» Records supplied

--- --- ---

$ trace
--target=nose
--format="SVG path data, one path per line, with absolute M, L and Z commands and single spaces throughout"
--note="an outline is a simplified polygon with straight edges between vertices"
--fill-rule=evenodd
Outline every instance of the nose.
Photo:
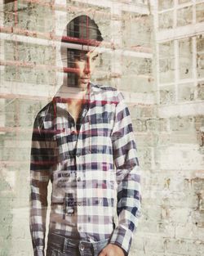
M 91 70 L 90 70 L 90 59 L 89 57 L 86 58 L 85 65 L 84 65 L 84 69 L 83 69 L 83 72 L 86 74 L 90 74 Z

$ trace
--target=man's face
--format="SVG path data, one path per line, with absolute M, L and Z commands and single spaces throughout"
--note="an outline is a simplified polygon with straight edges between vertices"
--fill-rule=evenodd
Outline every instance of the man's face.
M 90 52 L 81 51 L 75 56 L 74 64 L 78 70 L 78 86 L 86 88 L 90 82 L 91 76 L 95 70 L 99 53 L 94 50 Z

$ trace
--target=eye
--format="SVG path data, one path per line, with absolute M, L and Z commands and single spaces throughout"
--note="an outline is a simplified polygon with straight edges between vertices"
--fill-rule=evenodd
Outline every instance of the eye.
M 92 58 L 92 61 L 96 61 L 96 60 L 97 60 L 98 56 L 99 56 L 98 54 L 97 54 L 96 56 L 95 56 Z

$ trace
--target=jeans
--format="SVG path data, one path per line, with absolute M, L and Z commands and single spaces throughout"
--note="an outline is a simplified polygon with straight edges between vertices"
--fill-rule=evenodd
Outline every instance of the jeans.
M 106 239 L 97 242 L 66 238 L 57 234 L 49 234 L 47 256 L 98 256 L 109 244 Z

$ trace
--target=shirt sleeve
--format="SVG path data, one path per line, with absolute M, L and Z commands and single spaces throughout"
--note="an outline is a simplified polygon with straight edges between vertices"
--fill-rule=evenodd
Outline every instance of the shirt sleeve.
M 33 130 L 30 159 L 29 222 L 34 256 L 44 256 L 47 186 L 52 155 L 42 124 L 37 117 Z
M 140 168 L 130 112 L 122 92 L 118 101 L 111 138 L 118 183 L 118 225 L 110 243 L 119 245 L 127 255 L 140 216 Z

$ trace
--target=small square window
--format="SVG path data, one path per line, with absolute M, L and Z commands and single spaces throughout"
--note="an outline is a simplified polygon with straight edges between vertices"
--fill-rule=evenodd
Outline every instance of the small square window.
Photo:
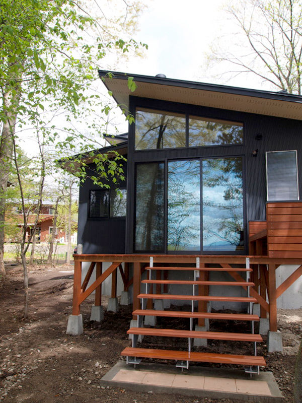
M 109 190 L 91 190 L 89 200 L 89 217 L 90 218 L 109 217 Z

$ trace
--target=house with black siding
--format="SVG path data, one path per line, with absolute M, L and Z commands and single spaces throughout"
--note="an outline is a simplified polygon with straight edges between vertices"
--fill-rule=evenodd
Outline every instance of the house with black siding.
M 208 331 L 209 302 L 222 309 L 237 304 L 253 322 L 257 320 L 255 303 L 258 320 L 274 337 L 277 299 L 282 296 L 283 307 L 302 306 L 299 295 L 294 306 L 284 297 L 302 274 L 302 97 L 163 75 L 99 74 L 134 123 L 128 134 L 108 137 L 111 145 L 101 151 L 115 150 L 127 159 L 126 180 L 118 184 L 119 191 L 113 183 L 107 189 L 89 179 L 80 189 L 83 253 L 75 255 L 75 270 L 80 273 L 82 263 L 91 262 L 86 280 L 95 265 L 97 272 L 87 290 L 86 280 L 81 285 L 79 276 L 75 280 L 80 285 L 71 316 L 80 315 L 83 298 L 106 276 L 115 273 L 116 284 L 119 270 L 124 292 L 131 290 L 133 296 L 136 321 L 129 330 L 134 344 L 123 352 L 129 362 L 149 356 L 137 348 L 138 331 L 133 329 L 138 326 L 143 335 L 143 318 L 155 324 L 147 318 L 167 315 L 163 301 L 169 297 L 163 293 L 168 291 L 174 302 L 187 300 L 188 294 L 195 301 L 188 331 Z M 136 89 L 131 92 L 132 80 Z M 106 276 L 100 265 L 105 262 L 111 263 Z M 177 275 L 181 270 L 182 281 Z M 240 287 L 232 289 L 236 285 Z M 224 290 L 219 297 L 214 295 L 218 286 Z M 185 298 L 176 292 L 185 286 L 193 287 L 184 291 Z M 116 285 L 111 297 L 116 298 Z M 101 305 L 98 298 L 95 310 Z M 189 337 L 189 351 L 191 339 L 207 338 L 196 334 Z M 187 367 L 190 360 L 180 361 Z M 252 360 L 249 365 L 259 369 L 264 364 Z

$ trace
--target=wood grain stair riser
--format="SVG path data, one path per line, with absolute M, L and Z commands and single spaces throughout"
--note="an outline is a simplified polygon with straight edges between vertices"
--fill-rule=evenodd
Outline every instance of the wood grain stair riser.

--- --- ---

» Problem requirements
Reproduce every one of the rows above word for word, leaving out the pictures.

» Exercise answer
$ trace
--target=nose
--format="SVG path data, one path per line, with absolute M, L and Z commands and single spaces throughout"
--note="an outline is a simplified polygon with straight edges between vertices"
--fill-rule=evenodd
Outline every instance of the nose.
Photo:
M 91 70 L 90 70 L 90 59 L 89 57 L 86 58 L 85 65 L 84 65 L 84 69 L 83 69 L 83 72 L 86 74 L 90 74 Z

$ trace
--target=man's face
--format="SVG path data, one path per line, with absolute M, L and Z commands and single spaces throughout"
--note="an outline is a simplified polygon with straight edges between vertices"
--fill-rule=evenodd
Outline every instance of the man's face.
M 90 52 L 81 51 L 75 56 L 74 64 L 78 70 L 78 86 L 86 88 L 90 82 L 91 76 L 95 70 L 99 53 L 94 50 Z

$ trace
--target=eye
--format="SVG path data, one path per line, with absolute M, L and Z commands and single spaces throughout"
--note="an outline is a simplified polygon with straight edges between vertices"
--fill-rule=evenodd
Outline every instance of the eye.
M 92 58 L 92 61 L 96 61 L 96 60 L 97 60 L 98 56 L 99 56 L 98 54 L 97 54 L 96 56 L 95 56 Z

$ trace
--target=jeans
--format="SVG path data, one path per line, with absolute M, L and Z commands and single spaces throughout"
--note="an outline is a simplified polygon with straight edges between vertices"
--fill-rule=evenodd
Outline every instance of the jeans.
M 106 239 L 97 242 L 66 238 L 57 234 L 49 234 L 47 256 L 98 256 L 109 244 Z

$ trace
--target=shirt sleeve
--format="SVG path data, one path per line, with absolute M, L and Z commands and single spaces throughout"
--note="an outline is a simplified polygon with straight edges between vertices"
--fill-rule=evenodd
Outline every instance of the shirt sleeve.
M 33 130 L 30 159 L 29 222 L 34 256 L 44 256 L 47 186 L 52 155 L 42 124 L 37 117 Z
M 140 168 L 130 112 L 122 92 L 118 101 L 111 138 L 118 183 L 118 225 L 110 243 L 119 245 L 127 255 L 140 216 Z

$ trace
--target=small square window
--format="SVG path data, one path per line, with absolute M, L and Z commands and single spaces throughout"
--note="an outline is a simplified polygon with straight edges between vertices"
--fill-rule=evenodd
Outline every instance of the small square window.
Photo:
M 109 190 L 91 190 L 89 200 L 89 217 L 90 218 L 109 217 Z

$ trace
--target=house with black siding
--format="SVG path data, one path per line, with absolute M, L and Z commands and single spaces throughout"
--note="an outline is a simplified polygon with straight edges between vertices"
--fill-rule=evenodd
Outline every instance of the house with black siding.
M 208 331 L 209 302 L 222 309 L 237 304 L 253 322 L 257 320 L 255 303 L 258 320 L 274 337 L 277 299 L 282 296 L 283 307 L 302 306 L 299 295 L 294 306 L 284 297 L 302 274 L 302 97 L 163 75 L 99 74 L 134 123 L 128 134 L 108 137 L 111 145 L 101 151 L 115 150 L 127 159 L 126 180 L 118 184 L 119 191 L 113 183 L 107 189 L 89 179 L 80 189 L 83 253 L 75 255 L 75 270 L 80 273 L 82 263 L 91 262 L 86 280 L 95 265 L 97 272 L 87 290 L 86 280 L 81 285 L 79 276 L 75 280 L 80 285 L 71 316 L 80 315 L 83 298 L 106 276 L 115 273 L 116 284 L 119 270 L 124 292 L 131 290 L 133 296 L 136 321 L 129 330 L 134 344 L 123 352 L 129 362 L 149 356 L 137 348 L 138 331 L 133 329 L 138 326 L 143 335 L 143 318 L 155 324 L 147 318 L 167 315 L 163 301 L 169 297 L 163 293 L 168 291 L 174 302 L 187 300 L 188 294 L 195 301 L 188 331 Z M 136 89 L 131 92 L 132 80 Z M 106 276 L 100 265 L 105 262 L 111 263 Z M 177 275 L 181 270 L 182 281 Z M 240 287 L 232 289 L 236 285 Z M 224 290 L 219 297 L 214 295 L 218 286 Z M 185 298 L 176 292 L 185 286 L 193 287 L 184 291 Z M 116 285 L 111 297 L 116 298 Z M 101 305 L 98 298 L 95 310 Z M 189 337 L 189 351 L 191 339 L 207 338 L 196 334 Z M 187 367 L 190 360 L 180 361 Z M 252 360 L 249 365 L 259 369 L 264 364 Z

$ trace
--target=wood grain stair riser
--format="SVG path data, one path per line, with absolute M, L and Z commands and single spaces throughout"
--note="an outline is a simplified polygon with straight edges between vertices"
--fill-rule=evenodd
Outline every instance of the wood grain stair riser.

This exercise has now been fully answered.